### ВАШИ ЗАДАНИЯ
[A] В каком году и в какое время года, согласно отрывку о призыве, объявили призыв года рождения рассказчика?
[B] Перечислите все названия мест (городов, частей города, зданий), которые упоминаются в отрывке о призыве.
[C] Продолжите, пожалуйста, отрывок о призыве с того места, где он заканчивается.

___ ВЫБРАННЫЙ ОТРЫВОК

И начал рассказывать про 1905 год, о том, как его тогда чуть не убили свои же рабочие за то, что он был за японскую войну. Постепенно он рассказал мне, как перестал верить в царя и в бога.

Я сам тогда не особенно разбирался в этом деле — в войне. Думал: мне 18 лет, до меня еще далеко, доберутся не скоро. Но в 1915 году ранней весной объявили призыв моего года.

Распрощался я с матерью. Она сует мне в руки образок, а я тихонько руку ее отвожу — не надо, мол. Из Москвы в Петроград нас отправили ночью.

Попал я в 10-ю роту на Васильевский остров, в Дерябинские флотские казармы. Разбили повзводно, я попал во 2-й взвод. И начали нас обучать.

Вышло так, будто я ходить не умею. Это меня удивило, словно я сам себе внушил, что не могу ходить со всеми в ногу. И выходило так, что у меня правая рука и правая нога вместе вылезали. Фельдфебель руки мне выворачивал, чтобы научить.

Вообще мне было нелегко. Когда письма приходили, нас заставляли плясать. Случилось раз, что мой товарищ, сосед по койке, проплясал, а потом, когда письмо прочитал, узнал, что у него мать умерла. Это врезалось мне в память: только что человек плясал, а теперь лежит и плачет. И я решил: ни за что не плясать!

______
___ МАТЕРИАЛ

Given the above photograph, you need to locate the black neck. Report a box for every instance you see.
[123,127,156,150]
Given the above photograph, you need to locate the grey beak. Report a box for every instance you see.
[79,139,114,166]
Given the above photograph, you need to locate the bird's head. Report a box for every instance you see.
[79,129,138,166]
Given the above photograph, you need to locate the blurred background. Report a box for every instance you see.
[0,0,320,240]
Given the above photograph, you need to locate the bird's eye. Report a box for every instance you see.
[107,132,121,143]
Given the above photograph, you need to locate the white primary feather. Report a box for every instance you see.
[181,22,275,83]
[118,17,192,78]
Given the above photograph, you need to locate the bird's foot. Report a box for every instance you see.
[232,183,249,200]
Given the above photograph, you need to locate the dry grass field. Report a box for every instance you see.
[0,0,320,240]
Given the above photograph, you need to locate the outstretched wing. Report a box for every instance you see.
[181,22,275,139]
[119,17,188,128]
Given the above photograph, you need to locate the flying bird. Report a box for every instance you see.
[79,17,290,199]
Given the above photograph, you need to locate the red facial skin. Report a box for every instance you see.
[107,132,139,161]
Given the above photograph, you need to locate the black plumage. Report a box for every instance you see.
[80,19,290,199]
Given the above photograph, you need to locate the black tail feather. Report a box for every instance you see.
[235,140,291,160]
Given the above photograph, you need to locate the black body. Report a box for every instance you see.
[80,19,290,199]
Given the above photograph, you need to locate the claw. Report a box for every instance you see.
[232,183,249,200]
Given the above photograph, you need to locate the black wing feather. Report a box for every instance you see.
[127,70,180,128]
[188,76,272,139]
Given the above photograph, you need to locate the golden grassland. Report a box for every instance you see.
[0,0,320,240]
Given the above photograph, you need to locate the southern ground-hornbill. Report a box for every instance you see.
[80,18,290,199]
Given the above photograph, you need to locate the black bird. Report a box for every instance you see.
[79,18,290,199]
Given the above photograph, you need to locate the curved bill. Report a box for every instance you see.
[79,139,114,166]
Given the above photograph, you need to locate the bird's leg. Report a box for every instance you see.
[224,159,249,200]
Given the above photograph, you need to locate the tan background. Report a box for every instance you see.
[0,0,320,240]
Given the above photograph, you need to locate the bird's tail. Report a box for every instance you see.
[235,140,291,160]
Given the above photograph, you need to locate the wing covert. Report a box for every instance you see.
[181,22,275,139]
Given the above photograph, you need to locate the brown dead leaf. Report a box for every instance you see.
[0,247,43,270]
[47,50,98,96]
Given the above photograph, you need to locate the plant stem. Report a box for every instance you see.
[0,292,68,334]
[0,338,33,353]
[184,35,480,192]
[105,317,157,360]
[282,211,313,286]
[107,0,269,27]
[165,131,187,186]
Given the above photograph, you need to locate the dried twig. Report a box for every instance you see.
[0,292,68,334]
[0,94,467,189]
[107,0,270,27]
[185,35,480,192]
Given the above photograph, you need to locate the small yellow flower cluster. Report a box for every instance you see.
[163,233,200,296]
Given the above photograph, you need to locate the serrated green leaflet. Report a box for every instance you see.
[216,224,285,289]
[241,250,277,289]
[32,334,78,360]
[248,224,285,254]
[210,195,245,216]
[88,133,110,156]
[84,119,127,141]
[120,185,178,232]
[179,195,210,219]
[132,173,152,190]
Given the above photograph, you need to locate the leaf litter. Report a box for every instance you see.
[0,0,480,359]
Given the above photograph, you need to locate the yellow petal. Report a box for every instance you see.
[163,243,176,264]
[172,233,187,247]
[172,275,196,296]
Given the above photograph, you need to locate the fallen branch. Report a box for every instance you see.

______

### ОТВЕТЫ НА ЗАДАНИЯ
[A] В 1915 году, ранней весной.

[B] Москва, Петроград, Васильевский остров, Дерябинские флотские казармы.

[C]
Тяжело мне было с моим упрямством. Сапоги отделенному и взводному я не чистил, за чаем не ходил. Может быть за это отделенный командир Звонов меня не любил. Как-то вывел он нас, пять человек и заставил бегать по снегу. А вечером, когда отпели „царю небесный", он после проверки стал держать речь:

— Вот, ребята, весь взвод у нас хороший, но есть среди вас сволочи, и я их сейчас покажу.

Вызывает одного, другого, третьего… Вызывает и меня. Командует:

— Два шага вперед! И говорит:

— Это они и есть.

Стою, как оглушенный, зло разбирает. Ладно, думаю, когда-нибудь сочтемся.

И погнали нас, непокорных, на остров Эзель. В два дня мы сдали шинели, получили другие и загоревали: мы знали, что надо ехать на фронт. Поехали мы вместе с 15-й ротой. Другу своему Чурилину говорю:

— Стрелять я, брат, не умею, убьют нас, как кур.

Попали к старым морякам. Странно мне у них показалось в первый же день. Утром загудела дудка на проверку; мы, новички, выходим; моряки тоже выходят, и многие из них разуты. Зима, снег, а они босиком. Оказывается, по ночам они играли в карты, проигрывали свои ботинки, а кто выигрывал, продавал их на сторону.

Это были штрафные моряки. Их должны были в баржах вывезти и утопить. Но потом решили использовать для десанта: авось какой-нибудь толк выйдет. И нас в эту же компанию включили.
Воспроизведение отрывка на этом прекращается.